Up to and including the final line, please copy every line exactly, starting from the one that contains "Keypoint placement: for each instance of the distant" in the material below.

|---|

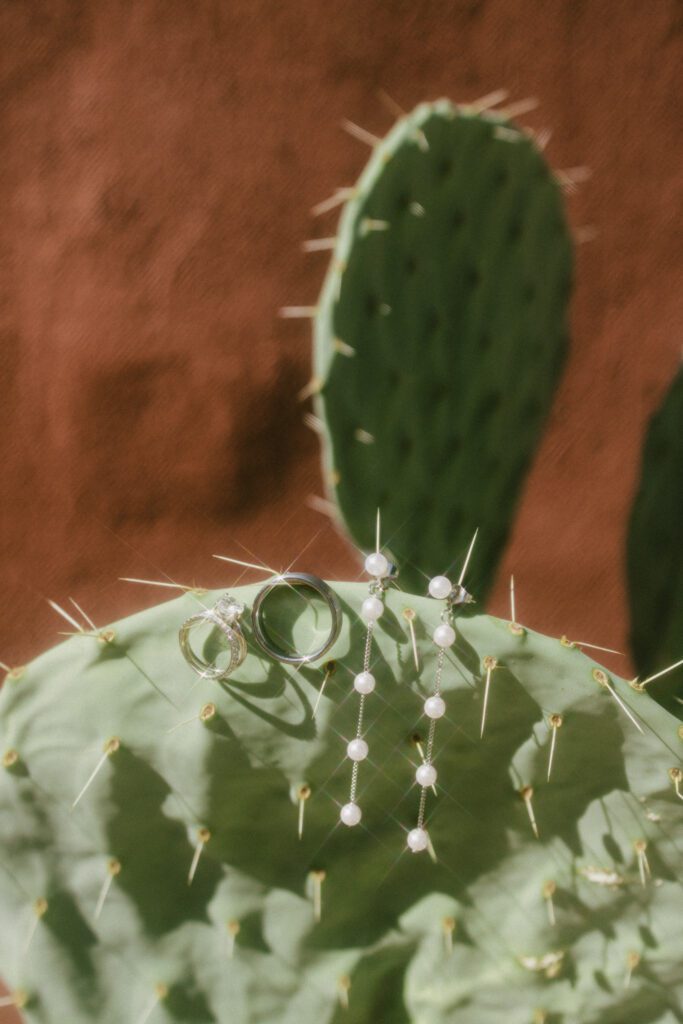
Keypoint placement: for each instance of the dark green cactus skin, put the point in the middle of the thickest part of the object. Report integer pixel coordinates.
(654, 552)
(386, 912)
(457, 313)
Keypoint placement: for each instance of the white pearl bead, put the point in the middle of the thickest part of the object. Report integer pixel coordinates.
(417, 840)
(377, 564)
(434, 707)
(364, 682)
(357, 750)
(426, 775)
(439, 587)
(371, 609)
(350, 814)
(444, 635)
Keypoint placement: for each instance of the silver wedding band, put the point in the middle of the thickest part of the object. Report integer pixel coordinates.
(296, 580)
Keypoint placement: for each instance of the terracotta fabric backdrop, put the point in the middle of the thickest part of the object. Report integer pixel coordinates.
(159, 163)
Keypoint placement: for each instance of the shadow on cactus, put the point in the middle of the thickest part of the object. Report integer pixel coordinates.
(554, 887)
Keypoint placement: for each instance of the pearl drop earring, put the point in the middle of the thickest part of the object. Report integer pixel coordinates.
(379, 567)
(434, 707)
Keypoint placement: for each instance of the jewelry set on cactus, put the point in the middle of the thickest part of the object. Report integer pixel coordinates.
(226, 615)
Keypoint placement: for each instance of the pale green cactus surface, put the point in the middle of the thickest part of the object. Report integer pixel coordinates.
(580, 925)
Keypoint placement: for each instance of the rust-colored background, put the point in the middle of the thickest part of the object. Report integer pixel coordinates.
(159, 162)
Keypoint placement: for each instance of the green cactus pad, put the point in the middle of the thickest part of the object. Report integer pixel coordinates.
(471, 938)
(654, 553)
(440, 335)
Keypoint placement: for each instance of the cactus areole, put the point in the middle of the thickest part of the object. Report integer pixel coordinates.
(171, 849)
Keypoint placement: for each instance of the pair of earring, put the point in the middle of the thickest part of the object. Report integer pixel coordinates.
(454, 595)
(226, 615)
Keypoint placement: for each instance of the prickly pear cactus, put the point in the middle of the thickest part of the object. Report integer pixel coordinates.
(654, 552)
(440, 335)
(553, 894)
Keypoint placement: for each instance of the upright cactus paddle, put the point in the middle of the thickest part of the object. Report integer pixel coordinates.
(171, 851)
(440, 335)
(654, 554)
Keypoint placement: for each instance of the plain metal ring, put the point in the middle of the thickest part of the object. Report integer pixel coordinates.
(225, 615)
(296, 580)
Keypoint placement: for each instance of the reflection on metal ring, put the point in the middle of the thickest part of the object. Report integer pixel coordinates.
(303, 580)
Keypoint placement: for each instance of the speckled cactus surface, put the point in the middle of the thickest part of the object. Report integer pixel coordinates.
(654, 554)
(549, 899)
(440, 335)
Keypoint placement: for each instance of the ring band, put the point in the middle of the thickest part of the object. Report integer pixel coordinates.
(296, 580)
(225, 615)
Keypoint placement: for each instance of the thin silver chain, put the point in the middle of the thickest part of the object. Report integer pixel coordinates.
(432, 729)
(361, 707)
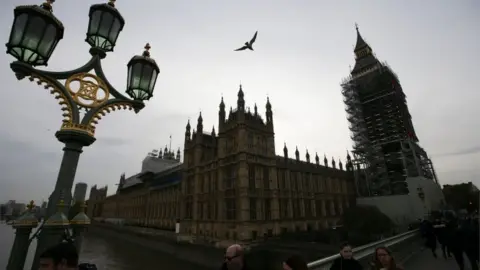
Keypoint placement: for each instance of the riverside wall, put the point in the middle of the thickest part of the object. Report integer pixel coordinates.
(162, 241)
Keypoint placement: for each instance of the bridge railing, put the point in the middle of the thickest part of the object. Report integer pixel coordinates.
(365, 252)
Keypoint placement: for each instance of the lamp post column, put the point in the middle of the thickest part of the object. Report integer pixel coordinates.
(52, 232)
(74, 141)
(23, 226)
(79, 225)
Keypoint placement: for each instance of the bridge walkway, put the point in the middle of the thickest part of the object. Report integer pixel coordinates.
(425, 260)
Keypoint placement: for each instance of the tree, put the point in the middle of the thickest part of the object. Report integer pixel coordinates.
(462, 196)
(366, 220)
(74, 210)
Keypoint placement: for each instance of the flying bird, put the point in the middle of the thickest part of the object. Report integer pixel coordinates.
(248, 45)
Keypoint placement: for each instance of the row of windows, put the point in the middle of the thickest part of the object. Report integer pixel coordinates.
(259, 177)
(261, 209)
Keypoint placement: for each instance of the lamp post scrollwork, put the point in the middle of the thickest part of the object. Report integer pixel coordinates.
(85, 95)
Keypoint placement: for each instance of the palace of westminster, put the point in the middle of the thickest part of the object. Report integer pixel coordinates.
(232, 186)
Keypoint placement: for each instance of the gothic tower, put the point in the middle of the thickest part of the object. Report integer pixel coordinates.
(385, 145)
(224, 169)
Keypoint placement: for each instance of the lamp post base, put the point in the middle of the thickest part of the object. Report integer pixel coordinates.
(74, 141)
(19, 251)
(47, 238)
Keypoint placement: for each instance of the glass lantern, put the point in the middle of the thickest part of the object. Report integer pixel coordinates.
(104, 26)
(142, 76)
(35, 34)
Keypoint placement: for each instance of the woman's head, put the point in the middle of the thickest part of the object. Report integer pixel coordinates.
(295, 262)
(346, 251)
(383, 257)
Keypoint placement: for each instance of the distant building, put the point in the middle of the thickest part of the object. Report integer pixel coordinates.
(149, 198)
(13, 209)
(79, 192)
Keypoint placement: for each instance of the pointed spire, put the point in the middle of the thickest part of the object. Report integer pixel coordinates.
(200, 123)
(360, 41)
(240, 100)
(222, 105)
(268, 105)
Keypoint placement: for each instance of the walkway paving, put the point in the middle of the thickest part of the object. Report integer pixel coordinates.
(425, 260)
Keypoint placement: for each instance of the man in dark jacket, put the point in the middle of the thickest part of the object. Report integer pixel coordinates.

|---|

→ WRITTEN SOLUTION:
Keypoint placement: for each instance of the distant building, put the point in the middle of the thickest part of the object. Report integer pixel coordinates.
(149, 198)
(13, 209)
(79, 192)
Keypoint placement: for each instance of the pointed spire, put the point in the middle of the thickest part of the object. Report integer pixel coordinates.
(200, 123)
(360, 41)
(240, 100)
(222, 105)
(268, 105)
Keypoint placement: for each instance of the walkway paving, put the point in the middle of the thickest part of the object. Report integer pixel coordinates.
(425, 260)
Keypoint placement: for each instance of the man in dark jacket, put the point in the middle of the thickest part of the object. Report integer pixel coordinates.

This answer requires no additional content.